START Records shown
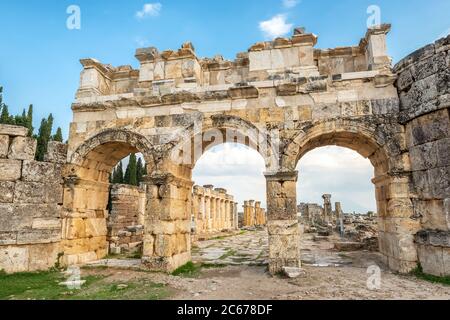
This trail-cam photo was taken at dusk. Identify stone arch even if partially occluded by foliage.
[166,115,279,175]
[62,129,153,265]
[282,119,420,272]
[68,129,154,175]
[281,119,407,173]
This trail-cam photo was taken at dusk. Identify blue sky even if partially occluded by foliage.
[0,0,450,214]
[0,0,450,137]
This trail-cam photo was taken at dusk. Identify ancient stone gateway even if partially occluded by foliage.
[58,25,449,273]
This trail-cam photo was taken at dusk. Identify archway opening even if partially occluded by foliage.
[62,130,153,265]
[295,125,419,272]
[297,146,382,267]
[106,153,147,259]
[192,143,268,265]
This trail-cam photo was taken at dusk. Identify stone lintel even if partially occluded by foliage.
[415,230,450,248]
[264,171,298,182]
END Records shown
What to produce. Can you return every line of the records above verbatim, with the pictures left out?

Exercise solution.
This trail-cam photo was taken at dusk. Identify stone arch even if partially occluded by foliage.
[166,115,279,175]
[62,129,153,265]
[282,119,420,272]
[68,129,154,175]
[281,119,407,173]
This trail-cam photo was taken at dusk. Identify blue sky even if partially occluded by foliage.
[0,0,450,214]
[0,0,450,137]
This trail-cam photo was taken at dusk. Identify ancient stone gateway even if partially occluded by foliage.
[58,25,449,273]
This trail-cam photo was taken at dusk. Identify archway opening even if partially occluded by foliage.
[62,130,153,265]
[295,125,419,272]
[297,146,382,267]
[106,153,147,259]
[192,143,268,265]
This trail-cam photo was taken at dusk. Identify stone lintel even if partially occluded by foliage.
[415,230,450,248]
[264,171,298,182]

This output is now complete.